> Records in a dataset
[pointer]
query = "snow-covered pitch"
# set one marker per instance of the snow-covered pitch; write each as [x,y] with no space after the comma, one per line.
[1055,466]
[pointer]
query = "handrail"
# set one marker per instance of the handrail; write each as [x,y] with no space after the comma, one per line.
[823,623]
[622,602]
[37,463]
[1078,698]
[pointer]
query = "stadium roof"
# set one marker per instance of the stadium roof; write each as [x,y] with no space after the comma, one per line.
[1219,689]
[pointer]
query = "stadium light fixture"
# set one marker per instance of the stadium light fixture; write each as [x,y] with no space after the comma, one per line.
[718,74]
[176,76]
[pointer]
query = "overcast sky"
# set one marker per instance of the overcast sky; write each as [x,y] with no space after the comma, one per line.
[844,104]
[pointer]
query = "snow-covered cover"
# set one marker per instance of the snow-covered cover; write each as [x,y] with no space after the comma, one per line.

==

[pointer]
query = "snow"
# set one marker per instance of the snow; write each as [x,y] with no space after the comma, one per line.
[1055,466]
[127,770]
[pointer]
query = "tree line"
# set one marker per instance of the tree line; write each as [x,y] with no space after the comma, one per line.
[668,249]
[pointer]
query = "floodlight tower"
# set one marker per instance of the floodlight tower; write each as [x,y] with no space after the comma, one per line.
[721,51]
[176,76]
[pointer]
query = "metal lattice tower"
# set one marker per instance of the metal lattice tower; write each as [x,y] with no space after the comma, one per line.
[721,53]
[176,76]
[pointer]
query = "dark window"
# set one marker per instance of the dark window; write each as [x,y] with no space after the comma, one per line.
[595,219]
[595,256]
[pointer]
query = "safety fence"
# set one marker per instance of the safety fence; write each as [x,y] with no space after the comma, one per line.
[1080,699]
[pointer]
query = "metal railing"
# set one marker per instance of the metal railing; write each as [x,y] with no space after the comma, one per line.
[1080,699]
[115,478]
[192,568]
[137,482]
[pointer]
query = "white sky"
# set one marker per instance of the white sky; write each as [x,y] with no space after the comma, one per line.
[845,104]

...

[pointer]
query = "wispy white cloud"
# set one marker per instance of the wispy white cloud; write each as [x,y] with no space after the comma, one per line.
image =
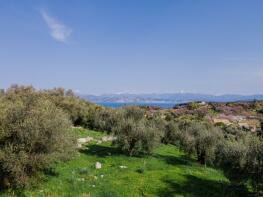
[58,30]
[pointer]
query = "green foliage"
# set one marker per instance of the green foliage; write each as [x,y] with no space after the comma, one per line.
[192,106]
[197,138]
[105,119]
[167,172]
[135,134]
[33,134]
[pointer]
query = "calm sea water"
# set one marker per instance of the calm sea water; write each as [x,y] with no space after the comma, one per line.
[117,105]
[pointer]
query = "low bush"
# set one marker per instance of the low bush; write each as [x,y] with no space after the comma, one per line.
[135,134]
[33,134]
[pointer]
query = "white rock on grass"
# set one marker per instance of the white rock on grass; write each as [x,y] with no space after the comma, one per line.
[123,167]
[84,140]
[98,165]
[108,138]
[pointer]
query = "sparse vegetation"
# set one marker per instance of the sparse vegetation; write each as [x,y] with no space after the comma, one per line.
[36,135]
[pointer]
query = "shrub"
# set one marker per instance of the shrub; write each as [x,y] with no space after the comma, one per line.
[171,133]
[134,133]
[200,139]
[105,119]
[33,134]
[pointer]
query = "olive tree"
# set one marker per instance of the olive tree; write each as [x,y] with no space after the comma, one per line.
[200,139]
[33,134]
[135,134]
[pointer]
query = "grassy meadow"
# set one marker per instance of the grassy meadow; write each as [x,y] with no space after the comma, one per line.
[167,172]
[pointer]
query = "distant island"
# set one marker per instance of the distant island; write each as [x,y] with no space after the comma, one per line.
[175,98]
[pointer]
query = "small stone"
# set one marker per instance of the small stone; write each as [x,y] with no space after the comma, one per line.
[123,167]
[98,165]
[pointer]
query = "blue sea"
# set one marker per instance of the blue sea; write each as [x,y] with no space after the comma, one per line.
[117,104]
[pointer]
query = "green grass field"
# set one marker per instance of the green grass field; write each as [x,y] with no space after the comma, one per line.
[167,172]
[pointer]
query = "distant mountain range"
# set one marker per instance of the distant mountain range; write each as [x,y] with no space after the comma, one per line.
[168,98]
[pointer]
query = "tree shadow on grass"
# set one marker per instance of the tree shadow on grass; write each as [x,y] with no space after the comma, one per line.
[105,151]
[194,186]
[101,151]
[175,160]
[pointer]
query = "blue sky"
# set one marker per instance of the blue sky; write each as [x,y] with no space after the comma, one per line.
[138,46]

> INSTRUCTIONS FOR THE TASK
Identify every line in the items above that contains the word "metal", and copy each of those lines. Case counts.

> RESPONSE TO THE TASK
query = "metal lattice tower"
# set one marker per instance of the metal lattice tower; write each as [x,y] with no space after the comma, one per line.
query = "metal railing"
# set one marker per instance of the metal railing; write each as [x,y] with no space after the comma, one per line.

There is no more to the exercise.